[SHORT PROBLEM]
Retype nothing but the lines running from the line that contains "the fish mouth" to the last line, both ends included, and skip every image.

::: ENTRIES SHOWN :::

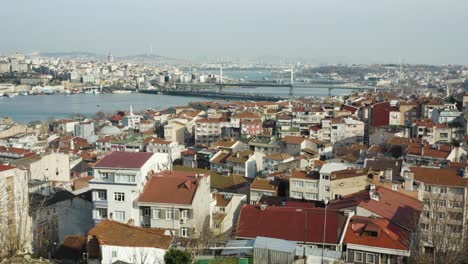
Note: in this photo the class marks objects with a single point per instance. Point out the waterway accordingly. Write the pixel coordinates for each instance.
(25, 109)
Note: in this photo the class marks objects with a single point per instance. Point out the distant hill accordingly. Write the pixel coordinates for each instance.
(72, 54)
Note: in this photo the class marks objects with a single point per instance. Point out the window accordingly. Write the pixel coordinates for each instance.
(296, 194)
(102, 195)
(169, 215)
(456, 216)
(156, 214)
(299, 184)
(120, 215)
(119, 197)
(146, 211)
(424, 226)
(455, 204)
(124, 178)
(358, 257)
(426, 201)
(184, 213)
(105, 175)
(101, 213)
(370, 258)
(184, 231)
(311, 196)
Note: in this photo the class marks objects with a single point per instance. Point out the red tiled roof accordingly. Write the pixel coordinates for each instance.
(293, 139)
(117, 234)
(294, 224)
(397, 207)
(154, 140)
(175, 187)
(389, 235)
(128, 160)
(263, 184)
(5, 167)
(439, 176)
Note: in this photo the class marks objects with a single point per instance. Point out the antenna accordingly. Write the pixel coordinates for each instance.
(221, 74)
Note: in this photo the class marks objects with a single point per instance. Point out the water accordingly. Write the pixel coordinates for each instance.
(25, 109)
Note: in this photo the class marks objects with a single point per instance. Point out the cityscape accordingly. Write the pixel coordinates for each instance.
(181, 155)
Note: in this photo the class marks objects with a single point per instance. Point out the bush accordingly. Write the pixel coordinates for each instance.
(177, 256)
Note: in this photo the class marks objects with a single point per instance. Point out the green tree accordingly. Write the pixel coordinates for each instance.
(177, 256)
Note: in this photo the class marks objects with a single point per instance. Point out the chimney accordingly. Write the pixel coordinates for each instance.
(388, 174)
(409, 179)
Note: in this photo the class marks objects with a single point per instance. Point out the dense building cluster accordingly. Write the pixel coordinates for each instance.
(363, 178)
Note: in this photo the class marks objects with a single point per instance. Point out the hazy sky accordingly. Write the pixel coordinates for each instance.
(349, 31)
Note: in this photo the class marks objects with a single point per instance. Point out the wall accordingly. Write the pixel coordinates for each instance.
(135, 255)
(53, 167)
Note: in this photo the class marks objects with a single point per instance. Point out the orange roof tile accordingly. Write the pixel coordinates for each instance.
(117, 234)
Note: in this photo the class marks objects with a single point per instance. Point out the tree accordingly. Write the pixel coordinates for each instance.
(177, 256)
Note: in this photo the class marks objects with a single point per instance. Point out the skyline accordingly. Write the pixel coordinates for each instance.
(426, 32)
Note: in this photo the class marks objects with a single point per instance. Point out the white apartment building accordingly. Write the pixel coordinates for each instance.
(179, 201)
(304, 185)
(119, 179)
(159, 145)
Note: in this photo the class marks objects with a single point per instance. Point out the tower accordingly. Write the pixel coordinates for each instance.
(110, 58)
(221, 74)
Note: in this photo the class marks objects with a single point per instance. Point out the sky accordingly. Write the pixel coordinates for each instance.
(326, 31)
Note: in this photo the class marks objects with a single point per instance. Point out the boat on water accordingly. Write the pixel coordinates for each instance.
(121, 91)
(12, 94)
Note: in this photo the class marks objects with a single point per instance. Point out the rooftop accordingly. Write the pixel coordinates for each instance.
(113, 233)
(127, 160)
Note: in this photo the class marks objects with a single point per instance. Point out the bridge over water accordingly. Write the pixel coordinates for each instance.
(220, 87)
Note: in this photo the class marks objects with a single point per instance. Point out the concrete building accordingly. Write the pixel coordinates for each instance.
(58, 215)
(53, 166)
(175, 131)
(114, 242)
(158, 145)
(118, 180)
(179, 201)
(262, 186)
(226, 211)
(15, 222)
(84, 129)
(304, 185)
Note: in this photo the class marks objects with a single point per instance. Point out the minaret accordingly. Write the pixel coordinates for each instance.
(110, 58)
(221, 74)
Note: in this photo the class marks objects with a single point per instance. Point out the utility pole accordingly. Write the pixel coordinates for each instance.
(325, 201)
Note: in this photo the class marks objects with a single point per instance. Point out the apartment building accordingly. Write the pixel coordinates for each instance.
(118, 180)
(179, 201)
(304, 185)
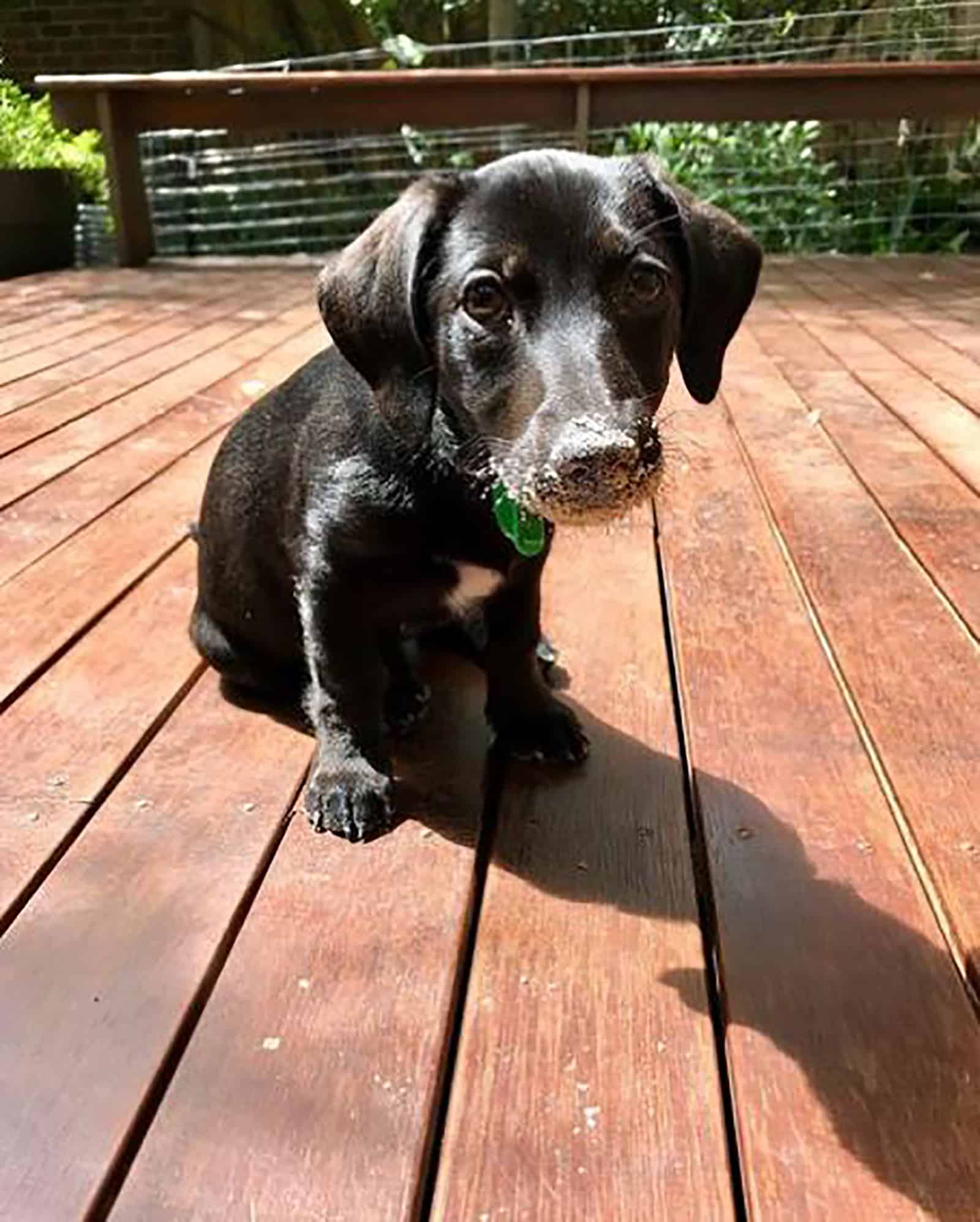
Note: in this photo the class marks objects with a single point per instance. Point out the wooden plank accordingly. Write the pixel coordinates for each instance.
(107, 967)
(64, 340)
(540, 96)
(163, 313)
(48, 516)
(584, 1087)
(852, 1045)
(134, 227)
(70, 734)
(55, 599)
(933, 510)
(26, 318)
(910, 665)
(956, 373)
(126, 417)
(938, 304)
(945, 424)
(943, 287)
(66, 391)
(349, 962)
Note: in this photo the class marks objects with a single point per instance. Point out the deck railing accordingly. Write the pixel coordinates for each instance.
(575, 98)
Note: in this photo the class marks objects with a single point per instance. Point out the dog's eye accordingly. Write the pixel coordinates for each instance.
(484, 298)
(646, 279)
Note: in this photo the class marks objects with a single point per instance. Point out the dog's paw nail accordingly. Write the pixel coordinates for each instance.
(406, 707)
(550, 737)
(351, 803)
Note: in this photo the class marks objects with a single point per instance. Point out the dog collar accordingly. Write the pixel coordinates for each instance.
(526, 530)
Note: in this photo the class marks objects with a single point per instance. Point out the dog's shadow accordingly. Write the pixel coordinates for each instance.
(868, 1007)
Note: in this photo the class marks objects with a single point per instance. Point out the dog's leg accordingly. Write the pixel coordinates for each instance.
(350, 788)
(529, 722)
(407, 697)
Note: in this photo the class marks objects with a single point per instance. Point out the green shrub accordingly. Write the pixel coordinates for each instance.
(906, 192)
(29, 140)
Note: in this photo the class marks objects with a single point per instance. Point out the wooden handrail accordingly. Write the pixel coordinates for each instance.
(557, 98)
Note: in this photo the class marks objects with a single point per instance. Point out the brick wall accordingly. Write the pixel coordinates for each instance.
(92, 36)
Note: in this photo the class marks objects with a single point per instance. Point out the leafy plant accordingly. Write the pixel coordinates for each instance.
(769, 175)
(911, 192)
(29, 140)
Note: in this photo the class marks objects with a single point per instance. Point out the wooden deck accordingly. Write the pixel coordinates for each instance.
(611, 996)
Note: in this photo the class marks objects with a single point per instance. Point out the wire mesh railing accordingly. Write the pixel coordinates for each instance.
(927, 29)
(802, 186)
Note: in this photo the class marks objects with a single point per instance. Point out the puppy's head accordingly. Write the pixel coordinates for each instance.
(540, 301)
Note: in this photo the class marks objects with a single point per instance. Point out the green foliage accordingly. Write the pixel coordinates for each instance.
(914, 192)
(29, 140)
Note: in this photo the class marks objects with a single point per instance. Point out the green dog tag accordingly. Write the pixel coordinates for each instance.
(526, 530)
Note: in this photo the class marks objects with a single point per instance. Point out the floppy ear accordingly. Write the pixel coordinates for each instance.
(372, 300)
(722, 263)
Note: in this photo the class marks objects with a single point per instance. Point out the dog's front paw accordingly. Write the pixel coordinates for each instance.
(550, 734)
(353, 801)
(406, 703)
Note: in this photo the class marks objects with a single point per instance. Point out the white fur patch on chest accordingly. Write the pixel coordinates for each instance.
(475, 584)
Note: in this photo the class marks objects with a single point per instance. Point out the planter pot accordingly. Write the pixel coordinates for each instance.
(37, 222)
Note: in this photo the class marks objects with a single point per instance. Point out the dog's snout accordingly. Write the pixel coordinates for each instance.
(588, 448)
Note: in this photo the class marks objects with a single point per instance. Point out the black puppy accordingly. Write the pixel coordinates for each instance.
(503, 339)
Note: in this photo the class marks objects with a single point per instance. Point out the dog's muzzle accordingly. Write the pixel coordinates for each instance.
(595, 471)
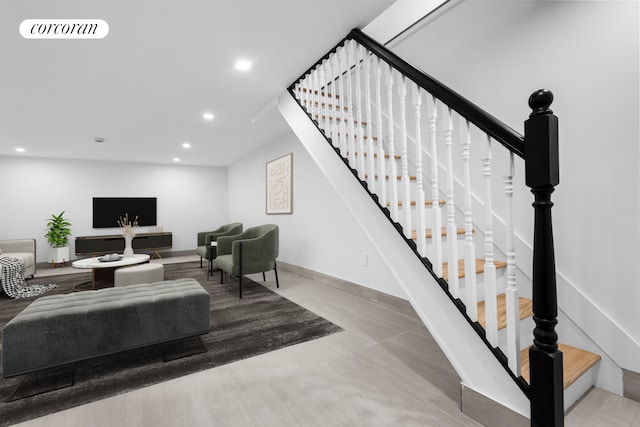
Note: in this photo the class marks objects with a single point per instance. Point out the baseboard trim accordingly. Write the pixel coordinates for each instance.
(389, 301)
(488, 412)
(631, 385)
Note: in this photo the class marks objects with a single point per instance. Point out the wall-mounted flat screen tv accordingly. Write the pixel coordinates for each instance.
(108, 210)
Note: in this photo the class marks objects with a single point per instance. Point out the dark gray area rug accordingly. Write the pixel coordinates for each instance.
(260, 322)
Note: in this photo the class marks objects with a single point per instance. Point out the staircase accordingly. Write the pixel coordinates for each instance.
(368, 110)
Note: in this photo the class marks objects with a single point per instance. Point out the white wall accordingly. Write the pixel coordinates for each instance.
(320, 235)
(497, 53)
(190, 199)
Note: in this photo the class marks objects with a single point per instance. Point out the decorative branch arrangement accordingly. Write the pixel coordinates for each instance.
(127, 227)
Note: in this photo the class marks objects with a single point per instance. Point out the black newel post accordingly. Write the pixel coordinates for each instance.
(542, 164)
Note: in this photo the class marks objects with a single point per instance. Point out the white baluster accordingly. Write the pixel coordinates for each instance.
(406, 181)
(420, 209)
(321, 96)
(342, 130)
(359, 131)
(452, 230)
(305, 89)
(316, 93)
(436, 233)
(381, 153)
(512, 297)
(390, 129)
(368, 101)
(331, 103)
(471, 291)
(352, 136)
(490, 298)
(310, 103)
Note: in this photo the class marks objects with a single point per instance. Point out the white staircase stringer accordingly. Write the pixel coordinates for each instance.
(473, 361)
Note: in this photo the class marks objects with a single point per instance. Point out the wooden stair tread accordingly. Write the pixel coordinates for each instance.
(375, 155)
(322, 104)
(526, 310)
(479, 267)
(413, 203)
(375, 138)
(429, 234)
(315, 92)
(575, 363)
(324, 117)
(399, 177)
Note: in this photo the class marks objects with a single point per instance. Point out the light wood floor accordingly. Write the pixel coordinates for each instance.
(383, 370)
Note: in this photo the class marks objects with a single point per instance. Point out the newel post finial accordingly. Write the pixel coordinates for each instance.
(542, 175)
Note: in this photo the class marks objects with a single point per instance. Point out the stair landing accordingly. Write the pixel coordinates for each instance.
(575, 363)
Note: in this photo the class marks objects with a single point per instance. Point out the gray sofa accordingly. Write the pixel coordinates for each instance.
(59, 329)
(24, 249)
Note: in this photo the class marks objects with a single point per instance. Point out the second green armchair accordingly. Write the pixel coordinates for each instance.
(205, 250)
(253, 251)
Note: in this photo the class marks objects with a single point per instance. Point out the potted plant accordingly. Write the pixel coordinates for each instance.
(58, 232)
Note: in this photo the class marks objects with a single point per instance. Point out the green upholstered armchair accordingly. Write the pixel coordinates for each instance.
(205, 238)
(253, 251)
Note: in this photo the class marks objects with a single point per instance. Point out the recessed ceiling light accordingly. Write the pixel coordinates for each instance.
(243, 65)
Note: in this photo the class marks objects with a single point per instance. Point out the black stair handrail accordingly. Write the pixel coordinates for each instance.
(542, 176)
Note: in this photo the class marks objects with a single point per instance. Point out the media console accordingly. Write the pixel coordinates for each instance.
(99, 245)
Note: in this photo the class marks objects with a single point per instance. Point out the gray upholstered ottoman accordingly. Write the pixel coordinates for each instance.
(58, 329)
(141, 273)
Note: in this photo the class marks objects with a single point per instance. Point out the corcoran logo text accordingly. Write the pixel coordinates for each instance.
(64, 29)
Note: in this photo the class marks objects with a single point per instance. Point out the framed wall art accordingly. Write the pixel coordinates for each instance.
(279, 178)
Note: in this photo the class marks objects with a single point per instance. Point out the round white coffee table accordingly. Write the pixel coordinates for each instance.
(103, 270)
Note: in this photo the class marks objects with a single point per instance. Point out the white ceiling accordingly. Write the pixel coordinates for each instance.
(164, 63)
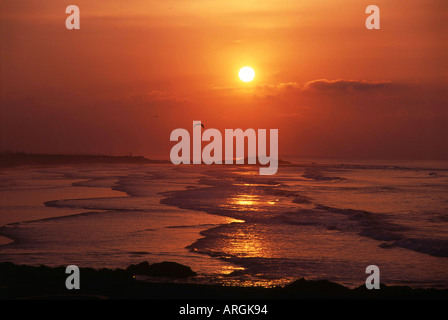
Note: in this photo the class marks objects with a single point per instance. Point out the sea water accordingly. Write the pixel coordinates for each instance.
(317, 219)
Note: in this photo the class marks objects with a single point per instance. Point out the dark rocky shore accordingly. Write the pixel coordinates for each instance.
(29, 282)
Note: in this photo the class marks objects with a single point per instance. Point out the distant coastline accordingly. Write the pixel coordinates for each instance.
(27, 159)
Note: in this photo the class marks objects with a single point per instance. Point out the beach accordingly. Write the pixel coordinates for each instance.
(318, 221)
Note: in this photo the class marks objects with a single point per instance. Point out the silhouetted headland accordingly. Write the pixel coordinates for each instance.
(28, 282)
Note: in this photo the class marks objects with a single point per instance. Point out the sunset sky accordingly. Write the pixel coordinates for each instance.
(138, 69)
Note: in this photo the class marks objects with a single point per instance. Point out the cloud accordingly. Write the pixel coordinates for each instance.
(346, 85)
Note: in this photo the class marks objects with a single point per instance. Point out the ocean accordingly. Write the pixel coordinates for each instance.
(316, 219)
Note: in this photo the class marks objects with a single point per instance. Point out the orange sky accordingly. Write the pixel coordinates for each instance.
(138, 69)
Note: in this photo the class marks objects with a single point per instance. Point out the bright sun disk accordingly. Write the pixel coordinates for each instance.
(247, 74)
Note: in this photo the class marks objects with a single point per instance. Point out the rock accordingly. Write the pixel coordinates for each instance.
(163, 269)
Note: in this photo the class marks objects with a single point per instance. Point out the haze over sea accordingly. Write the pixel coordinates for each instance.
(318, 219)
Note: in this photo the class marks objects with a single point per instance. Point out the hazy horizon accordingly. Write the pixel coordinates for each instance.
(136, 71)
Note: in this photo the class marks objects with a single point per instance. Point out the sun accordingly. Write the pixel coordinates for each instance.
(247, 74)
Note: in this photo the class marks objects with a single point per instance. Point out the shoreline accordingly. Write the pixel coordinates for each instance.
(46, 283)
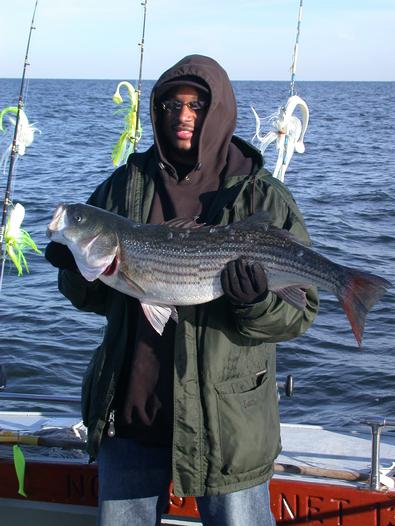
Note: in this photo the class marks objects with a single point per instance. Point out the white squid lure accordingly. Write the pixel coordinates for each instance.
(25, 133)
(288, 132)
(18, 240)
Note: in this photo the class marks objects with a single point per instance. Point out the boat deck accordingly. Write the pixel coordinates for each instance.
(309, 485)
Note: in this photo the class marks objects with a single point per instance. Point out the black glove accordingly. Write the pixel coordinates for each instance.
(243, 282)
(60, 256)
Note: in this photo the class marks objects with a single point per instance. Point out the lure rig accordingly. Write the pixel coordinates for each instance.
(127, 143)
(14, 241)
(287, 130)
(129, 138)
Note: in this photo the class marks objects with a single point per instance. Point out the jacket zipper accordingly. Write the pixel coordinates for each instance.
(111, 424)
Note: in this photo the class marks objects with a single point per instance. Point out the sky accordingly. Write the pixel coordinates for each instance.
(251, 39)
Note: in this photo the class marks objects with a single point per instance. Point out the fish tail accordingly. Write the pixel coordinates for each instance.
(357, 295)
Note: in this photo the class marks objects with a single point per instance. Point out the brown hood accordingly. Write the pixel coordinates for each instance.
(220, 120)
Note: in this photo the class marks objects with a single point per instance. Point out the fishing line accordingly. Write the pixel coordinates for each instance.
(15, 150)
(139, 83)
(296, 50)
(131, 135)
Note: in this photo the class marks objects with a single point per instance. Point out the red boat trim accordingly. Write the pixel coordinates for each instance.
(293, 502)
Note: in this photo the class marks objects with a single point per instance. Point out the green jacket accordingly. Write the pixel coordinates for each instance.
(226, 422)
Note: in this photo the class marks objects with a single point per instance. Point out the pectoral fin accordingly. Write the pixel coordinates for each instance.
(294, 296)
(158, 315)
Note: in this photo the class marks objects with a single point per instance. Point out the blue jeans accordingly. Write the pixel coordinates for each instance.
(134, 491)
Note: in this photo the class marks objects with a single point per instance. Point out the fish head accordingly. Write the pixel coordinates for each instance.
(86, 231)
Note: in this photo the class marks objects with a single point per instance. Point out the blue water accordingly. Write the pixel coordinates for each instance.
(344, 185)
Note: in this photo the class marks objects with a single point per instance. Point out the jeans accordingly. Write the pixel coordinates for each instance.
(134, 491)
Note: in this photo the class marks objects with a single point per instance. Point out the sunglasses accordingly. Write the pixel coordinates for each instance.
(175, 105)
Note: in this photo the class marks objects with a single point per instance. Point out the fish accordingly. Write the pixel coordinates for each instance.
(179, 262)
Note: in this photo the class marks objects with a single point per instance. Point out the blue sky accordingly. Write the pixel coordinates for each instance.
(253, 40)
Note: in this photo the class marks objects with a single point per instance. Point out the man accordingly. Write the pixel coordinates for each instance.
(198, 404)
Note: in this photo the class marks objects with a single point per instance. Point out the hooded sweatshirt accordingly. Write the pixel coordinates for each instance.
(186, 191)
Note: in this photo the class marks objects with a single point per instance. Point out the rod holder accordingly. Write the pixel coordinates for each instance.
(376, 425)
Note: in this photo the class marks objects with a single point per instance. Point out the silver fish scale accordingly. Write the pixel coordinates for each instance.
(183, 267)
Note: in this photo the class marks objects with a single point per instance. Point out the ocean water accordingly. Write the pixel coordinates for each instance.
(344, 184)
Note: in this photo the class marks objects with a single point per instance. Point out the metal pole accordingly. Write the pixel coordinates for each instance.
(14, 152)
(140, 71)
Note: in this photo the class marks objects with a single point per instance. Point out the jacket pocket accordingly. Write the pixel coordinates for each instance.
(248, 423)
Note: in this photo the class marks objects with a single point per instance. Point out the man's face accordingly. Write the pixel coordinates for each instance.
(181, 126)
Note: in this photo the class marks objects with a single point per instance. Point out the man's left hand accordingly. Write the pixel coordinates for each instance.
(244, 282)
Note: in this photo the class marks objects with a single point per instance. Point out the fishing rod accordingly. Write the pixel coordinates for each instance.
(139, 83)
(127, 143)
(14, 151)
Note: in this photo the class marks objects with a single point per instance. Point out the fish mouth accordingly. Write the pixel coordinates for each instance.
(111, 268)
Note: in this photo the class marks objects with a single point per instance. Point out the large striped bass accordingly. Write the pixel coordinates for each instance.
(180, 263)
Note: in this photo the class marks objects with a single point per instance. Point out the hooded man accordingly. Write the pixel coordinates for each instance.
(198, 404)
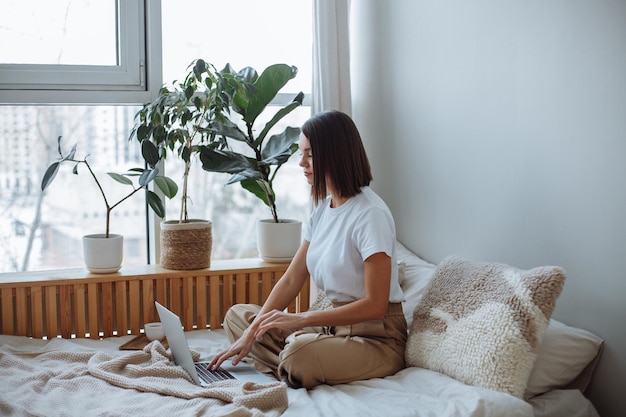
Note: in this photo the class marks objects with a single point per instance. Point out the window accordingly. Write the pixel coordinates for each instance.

:::

[RESPONSE TO THIS EXERCISE]
Note: in this photo the class marks objects with a single point per instance. Point out the fish mouth accordingly. Write the pixel coordinates for each instance.
(111, 268)
Note: in this photo the class marks objects with a single point per instance. Point out the large striped bass accordingly. Write the pixel coordinates for each instance.
(180, 263)
Note: in this photo the class marks objects with a single point per instance. Point out the hooded man accordingly. Write the pixel coordinates for each instance.
(198, 404)
Note: in this photo the class marks objects with a single point per instance. Point out the window accordingly. Write the pixel coordinates for each instance.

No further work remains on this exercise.